Records provided.
[Start of Attachment]

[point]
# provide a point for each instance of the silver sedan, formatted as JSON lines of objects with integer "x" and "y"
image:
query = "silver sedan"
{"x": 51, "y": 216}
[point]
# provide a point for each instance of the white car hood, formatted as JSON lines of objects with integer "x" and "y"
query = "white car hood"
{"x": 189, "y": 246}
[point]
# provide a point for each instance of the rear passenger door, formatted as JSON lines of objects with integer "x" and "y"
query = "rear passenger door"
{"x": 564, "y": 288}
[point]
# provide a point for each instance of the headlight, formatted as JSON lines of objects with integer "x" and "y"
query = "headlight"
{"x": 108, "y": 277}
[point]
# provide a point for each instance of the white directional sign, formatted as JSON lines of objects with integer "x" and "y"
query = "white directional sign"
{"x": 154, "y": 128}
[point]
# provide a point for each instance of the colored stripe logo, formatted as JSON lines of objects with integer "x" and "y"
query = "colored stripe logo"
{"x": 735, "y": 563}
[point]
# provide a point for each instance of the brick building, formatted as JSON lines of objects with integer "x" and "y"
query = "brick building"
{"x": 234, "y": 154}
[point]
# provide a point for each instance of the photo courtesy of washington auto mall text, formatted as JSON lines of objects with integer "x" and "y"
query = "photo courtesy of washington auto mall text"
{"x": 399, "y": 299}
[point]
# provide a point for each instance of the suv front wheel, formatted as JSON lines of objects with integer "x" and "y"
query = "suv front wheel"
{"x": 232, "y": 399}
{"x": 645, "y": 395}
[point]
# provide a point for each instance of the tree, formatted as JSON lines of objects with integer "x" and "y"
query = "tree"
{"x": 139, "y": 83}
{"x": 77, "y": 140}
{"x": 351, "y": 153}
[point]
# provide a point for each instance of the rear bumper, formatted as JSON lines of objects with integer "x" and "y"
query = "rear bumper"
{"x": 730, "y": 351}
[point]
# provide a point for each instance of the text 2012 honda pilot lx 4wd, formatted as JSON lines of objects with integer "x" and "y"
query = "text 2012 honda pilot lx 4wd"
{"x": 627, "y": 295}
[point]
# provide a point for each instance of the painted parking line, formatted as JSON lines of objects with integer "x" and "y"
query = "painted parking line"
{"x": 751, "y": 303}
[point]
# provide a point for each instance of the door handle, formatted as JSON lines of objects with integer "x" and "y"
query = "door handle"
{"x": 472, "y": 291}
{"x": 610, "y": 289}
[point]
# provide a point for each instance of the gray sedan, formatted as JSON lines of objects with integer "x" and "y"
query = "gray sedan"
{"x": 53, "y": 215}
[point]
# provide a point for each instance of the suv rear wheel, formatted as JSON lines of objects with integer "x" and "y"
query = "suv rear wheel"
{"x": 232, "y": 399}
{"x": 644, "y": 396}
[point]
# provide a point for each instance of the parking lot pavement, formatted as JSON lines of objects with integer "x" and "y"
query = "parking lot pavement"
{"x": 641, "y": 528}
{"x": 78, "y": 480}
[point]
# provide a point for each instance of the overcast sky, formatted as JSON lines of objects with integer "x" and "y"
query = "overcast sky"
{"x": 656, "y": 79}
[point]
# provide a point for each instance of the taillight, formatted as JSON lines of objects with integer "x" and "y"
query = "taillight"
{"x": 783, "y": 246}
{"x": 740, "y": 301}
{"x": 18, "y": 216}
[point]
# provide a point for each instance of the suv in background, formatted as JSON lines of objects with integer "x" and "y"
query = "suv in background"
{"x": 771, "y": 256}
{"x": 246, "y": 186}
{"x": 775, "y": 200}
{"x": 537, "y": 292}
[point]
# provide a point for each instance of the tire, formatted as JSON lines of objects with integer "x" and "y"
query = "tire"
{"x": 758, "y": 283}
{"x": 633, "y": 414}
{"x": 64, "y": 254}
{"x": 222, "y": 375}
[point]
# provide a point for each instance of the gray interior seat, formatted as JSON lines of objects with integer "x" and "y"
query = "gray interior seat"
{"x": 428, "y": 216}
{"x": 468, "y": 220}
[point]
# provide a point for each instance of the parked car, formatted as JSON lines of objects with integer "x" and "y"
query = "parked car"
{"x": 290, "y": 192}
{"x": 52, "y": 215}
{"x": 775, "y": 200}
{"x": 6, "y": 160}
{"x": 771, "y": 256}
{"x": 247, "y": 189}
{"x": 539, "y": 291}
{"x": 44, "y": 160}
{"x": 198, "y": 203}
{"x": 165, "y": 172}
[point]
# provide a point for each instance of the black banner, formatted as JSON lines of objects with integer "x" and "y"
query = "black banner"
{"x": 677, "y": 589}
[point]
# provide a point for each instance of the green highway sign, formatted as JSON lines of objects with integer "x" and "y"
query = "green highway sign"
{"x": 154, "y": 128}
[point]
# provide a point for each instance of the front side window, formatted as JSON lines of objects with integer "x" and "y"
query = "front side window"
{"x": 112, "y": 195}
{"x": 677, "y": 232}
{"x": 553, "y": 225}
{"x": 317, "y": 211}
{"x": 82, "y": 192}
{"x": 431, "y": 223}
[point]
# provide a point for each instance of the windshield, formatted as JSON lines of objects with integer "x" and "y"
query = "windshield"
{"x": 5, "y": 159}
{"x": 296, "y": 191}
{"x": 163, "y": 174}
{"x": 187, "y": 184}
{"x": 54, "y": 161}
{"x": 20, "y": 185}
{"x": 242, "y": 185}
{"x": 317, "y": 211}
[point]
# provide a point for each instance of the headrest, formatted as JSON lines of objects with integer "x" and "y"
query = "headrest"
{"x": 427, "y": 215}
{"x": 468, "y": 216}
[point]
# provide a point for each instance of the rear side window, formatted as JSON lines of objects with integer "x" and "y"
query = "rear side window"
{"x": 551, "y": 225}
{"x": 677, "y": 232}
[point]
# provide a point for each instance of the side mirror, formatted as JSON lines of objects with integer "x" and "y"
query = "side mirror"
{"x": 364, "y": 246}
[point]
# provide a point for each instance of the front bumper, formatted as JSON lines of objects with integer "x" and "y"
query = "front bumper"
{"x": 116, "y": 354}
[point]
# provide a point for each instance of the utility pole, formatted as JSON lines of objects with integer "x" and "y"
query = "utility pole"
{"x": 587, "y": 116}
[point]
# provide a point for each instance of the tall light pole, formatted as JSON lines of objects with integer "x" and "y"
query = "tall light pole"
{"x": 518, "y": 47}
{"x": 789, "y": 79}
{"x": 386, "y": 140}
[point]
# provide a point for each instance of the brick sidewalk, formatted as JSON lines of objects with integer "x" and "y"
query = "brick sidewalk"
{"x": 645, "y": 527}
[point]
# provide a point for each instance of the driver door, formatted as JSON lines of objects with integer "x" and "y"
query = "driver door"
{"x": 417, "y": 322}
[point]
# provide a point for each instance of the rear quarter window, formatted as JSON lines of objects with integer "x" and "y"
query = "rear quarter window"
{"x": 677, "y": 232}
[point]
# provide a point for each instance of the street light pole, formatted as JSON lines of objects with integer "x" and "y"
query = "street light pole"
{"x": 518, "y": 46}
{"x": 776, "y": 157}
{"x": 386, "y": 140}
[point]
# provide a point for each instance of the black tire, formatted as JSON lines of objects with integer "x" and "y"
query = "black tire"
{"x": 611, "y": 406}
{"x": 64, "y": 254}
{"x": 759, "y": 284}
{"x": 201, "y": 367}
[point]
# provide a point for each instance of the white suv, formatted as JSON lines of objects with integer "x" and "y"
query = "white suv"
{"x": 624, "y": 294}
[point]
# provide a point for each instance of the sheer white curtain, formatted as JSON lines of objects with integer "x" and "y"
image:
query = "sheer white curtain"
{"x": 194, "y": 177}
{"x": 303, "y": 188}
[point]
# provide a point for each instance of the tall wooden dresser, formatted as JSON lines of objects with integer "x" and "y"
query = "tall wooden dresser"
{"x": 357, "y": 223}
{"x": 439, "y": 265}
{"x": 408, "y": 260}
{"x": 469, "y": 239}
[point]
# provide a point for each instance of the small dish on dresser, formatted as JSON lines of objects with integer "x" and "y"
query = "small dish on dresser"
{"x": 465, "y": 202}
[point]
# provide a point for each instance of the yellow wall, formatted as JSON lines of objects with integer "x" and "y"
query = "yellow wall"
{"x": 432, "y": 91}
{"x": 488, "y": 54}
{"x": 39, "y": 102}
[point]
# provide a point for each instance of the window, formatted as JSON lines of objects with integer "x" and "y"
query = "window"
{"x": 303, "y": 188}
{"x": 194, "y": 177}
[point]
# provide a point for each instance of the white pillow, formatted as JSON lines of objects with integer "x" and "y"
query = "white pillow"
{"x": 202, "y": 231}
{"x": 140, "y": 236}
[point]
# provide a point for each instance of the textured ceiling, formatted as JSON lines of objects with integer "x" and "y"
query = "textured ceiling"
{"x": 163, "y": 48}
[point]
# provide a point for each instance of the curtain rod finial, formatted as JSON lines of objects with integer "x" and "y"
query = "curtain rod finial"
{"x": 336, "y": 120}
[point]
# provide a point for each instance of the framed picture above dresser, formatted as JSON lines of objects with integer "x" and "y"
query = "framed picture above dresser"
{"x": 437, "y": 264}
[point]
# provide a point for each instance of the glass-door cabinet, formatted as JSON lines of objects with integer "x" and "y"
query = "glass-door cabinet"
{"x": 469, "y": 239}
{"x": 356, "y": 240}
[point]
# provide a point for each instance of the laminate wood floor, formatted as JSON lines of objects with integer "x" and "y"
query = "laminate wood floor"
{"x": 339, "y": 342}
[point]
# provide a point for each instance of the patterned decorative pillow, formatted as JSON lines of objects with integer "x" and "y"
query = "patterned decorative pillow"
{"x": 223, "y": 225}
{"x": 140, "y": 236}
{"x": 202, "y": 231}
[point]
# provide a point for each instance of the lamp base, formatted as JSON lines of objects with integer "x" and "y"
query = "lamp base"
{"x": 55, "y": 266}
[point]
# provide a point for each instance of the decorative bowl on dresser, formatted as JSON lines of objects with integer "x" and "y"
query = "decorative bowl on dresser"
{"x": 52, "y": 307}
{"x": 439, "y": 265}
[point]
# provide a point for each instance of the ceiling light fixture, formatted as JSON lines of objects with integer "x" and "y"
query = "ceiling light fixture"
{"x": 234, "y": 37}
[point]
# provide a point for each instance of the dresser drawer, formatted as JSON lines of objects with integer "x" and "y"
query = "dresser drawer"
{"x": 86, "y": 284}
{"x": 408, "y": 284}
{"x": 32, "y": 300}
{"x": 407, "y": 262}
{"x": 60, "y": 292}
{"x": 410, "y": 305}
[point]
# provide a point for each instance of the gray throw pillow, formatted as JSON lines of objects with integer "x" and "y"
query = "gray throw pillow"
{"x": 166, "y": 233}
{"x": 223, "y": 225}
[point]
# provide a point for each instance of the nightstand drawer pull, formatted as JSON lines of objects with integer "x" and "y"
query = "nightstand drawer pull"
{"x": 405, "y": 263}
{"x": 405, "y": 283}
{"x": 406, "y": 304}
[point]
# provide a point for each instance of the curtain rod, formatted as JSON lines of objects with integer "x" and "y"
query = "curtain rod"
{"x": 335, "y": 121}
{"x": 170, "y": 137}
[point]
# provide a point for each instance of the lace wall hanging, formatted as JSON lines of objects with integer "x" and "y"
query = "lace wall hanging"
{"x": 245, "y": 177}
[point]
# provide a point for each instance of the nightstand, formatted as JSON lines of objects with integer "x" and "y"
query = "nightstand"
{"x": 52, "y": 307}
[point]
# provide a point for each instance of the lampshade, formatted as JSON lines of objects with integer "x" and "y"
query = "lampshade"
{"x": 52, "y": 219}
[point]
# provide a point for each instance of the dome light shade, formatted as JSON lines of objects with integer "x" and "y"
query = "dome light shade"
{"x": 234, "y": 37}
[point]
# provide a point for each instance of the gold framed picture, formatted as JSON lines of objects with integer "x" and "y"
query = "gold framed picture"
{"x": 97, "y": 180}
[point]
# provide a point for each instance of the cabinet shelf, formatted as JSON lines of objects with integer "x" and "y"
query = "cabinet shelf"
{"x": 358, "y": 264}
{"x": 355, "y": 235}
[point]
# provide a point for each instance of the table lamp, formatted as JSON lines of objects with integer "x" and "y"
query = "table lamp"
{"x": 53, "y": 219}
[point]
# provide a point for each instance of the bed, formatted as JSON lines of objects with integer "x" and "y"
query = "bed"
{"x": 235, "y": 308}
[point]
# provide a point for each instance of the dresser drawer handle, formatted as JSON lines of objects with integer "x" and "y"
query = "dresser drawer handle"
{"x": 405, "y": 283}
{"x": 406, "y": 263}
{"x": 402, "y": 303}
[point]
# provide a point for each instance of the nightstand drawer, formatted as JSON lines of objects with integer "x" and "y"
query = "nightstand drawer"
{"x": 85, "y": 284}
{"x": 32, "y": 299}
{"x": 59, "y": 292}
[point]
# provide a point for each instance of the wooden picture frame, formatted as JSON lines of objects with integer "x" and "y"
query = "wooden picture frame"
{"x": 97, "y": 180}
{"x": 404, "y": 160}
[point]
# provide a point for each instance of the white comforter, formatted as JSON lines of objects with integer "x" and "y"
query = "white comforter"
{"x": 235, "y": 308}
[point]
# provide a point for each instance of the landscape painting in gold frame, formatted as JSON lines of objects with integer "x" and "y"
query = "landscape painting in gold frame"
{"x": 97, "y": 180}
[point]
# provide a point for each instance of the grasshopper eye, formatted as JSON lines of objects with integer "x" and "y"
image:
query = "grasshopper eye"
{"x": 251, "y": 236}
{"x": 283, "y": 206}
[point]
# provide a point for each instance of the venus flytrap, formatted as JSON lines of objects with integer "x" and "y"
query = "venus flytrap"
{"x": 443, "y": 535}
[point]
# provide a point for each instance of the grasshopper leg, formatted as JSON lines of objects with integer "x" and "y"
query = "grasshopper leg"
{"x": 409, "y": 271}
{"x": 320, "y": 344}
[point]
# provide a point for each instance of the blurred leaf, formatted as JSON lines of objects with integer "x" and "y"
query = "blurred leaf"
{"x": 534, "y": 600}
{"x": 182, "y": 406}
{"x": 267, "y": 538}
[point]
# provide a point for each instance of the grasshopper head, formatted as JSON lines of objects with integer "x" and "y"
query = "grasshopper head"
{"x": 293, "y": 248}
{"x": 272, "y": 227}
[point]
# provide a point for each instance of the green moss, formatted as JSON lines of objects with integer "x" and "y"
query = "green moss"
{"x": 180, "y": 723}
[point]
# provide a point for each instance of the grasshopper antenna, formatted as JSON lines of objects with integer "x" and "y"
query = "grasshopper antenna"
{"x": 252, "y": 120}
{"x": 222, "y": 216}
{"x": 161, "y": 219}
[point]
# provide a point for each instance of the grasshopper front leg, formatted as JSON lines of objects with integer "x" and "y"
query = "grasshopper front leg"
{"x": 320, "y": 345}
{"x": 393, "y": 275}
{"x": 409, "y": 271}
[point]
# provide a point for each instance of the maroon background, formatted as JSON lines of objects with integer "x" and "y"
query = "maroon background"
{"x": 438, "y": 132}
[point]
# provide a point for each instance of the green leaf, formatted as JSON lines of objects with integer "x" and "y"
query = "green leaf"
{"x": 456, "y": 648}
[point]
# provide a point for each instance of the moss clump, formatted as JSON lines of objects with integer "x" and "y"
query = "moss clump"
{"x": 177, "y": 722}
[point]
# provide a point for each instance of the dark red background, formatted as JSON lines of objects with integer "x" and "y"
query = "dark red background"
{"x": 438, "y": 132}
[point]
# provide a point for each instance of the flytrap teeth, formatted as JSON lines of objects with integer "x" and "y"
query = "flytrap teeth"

[End of Attachment]

About this task.
For the word "teeth", count the lines of the data that contain it and give only the count.

Final answer.
2